### PASSAGE:
------------------------------------------------------------

This goes back a couple weeks to a story I was working on before world events overtook everything else, but it’s something I’ve been pondering and I want to air it out here.
It goes back to the revenue-producing 1099 provision in the health care law, which the House and the Senate have each individually repealed. The Senate covered the cost of repealing 1099 by tasking OMB with rescinding tens of billions of dollars in discretionary spending. The House covered it in perhaps a more unfortunate way: by clawing back insurance subsidies for middle class consumers, guaranteed by the health care law. More on how that worked here and here, but the long and short of it is that the House provision would have put Americans of fairly modest means at risk of unexpectedly owing the IRS thousands of dollars. That’s a terrible way to run a health insurance system, and worse politics for the law itself, if the goal is to make it popular someday.
Enter Harry Reid, who surprised members of his own party by voicing a preference for the clawbacks over the spending cuts. Health care reformers were, of course, upset about this. And I too think he made the wrong choice between two awful policies. But I also think there’s another way to look at this, and it may be worth cutting Reid some slack.
First, the payfor in the Senate bill requires swift spending cuts — in addition to the federal programs Congress is currently preparing to slash. That means more economic contraction, and more government services that will suffer through the downturn. The clawbacks in the House bill, by contrast, won’t impact anybody until 2014 — perhaps enough time, if the economy picks up, for Congress to restore the subsidies and find a better financing scheme.

------------------------------------------------------------

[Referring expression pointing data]
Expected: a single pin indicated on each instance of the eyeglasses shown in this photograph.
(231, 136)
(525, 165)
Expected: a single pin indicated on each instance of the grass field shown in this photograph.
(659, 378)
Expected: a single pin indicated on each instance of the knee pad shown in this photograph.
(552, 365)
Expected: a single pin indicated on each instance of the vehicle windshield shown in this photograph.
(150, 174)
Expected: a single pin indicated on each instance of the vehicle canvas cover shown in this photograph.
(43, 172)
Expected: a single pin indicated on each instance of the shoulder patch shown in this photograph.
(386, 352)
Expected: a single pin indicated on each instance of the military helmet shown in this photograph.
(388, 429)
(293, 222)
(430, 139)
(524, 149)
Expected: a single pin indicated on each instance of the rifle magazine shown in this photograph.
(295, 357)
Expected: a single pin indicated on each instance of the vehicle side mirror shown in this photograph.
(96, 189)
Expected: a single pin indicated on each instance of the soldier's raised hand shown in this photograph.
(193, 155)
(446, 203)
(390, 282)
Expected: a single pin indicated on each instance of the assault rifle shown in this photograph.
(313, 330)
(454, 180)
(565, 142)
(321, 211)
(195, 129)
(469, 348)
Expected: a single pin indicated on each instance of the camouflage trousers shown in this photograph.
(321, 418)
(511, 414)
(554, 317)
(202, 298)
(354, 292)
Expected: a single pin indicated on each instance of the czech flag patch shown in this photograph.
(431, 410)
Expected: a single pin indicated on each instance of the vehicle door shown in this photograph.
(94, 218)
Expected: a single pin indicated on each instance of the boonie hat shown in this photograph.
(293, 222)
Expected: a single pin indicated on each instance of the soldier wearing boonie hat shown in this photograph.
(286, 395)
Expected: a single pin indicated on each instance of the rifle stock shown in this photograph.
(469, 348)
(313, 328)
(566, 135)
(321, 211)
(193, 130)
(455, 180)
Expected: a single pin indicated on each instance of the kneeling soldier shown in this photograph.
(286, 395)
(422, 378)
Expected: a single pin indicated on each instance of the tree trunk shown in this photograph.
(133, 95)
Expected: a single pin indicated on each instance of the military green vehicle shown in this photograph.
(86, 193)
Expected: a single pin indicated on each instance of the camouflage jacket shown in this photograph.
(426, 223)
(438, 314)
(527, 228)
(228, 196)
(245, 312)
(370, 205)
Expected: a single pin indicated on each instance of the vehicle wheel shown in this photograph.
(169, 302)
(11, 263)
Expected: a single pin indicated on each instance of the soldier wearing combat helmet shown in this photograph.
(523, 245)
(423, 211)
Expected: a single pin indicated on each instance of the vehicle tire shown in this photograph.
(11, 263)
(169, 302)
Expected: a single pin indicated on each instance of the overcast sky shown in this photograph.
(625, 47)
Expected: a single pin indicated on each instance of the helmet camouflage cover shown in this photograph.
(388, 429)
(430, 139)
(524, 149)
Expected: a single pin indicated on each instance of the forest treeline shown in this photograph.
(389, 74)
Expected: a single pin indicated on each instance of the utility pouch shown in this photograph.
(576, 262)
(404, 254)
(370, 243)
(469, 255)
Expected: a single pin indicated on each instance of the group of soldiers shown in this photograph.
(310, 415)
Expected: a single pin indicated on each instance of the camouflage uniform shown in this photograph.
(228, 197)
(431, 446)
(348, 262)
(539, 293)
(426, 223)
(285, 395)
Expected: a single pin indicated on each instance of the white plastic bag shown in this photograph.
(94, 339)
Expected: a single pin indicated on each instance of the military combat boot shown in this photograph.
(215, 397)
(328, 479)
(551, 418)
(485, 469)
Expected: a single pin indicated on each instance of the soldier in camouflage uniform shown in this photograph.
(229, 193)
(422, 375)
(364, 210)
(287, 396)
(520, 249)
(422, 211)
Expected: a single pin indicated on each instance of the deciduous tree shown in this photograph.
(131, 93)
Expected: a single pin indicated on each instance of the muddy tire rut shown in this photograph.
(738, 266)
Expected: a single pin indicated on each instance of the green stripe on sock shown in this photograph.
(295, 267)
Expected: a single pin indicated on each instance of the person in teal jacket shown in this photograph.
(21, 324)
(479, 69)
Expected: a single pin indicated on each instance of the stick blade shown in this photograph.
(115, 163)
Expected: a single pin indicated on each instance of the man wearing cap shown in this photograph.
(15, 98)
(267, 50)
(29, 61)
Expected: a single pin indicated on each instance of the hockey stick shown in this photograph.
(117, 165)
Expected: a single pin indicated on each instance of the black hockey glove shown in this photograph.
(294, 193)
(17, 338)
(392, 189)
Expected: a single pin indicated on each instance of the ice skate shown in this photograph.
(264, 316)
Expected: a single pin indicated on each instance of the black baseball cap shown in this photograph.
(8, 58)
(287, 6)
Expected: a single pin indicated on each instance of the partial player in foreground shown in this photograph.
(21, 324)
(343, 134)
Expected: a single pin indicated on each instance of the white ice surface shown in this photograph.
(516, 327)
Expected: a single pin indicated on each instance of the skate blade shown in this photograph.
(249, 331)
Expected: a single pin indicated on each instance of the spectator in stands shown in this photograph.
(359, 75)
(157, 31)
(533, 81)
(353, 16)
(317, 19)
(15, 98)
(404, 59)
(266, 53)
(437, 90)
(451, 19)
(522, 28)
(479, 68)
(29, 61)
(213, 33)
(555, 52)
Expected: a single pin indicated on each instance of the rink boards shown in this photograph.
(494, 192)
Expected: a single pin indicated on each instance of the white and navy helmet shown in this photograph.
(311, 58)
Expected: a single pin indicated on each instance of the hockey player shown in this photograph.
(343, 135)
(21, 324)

------------------------------------------------------------

### TRY IT:
Write the next part of the passage on repealing the health care law's 1099 provision, continuing after its last sentence. Nothing in the material is needed for this work.

### ANSWER TO THIS TASK:
In the end I still think Reid’s on the wrong side of this issue. The health care law should be a “Bigger Picture” issue for Democrats — something they should treat politically with as much deference as they treat other entitlements they ushered into law. It’s really hard for me to imagine that Democrats would propose paying for 1099 repeal (which, let’s face it, basically entrenches a de facto subsidy for businesses) by reclaiming Medicare Hospital Insurance benefits from the elderly. If Democrats want to turn the Affordable Care Act into a third rail, they can’t use it as a slush fund to pay for other, less generational policies.
But we have a Congress that’s unwilling to raise income taxes on just about anybody, and a lot of Republicans who want to use issues like 1099 to chip away at the law who won’t allow 1099 it to be added to the deficit. I asked a senior Treasury official about this recently, and while it’s clear the administration hates the funding options on the table, they also don’t think they have any choice but to accept one of them, or some combination of the two.
So that’s where we are. And as much as I understand why reform advocates reacted with hostility to Reid’s position, I also think it’s worth pointing out that he’s coming from an understandable place.